## RECORDED DATA
▬▬▬▬▬▬▬▬▬▬
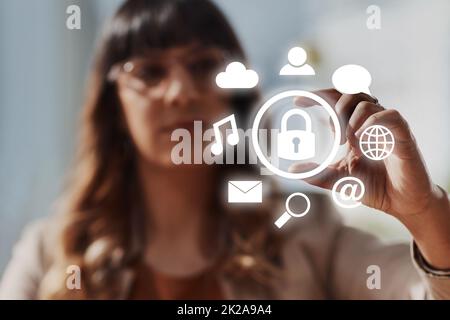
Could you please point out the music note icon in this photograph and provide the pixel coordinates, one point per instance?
(232, 139)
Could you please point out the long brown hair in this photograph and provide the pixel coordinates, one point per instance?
(100, 229)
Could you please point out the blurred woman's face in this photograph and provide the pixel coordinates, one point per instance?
(168, 90)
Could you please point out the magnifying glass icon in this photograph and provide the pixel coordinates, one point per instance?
(288, 213)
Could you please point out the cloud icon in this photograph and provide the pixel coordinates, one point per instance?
(236, 76)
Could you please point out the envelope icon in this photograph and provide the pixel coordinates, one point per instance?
(244, 191)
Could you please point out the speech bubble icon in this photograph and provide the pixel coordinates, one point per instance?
(351, 79)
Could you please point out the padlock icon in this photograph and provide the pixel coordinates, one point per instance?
(296, 144)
▬▬▬▬▬▬▬▬▬▬
Return all of the rows above word for word, leaving out the picture.

Could you please point out the music note icon in this photograph and provide the pixel coordinates, one point per instance?
(232, 139)
Could you please point out the long brown hair in this photograph and provide the pixel coordinates, one point per instance?
(100, 229)
Could you please point out the blurred woman's face in this photograph and provide the pixel coordinates, one point per instance?
(168, 90)
Could you please point out the magnifying glass icon in this photograph and provide the pixel coordinates, one point per instance?
(288, 213)
Could you please point out the cloud icon in this photograph and provide the pixel coordinates, one point per instance?
(236, 76)
Could you please point out the envelope icon in this photograph and provide the pixel coordinates, one point per instance?
(244, 191)
Could you please point out the speech bubble icon in this photograph and provide the pixel coordinates, one point per instance?
(351, 79)
Could you please point out the padlock icon in this photograph and provide the pixel coordinates, one point per instance?
(296, 144)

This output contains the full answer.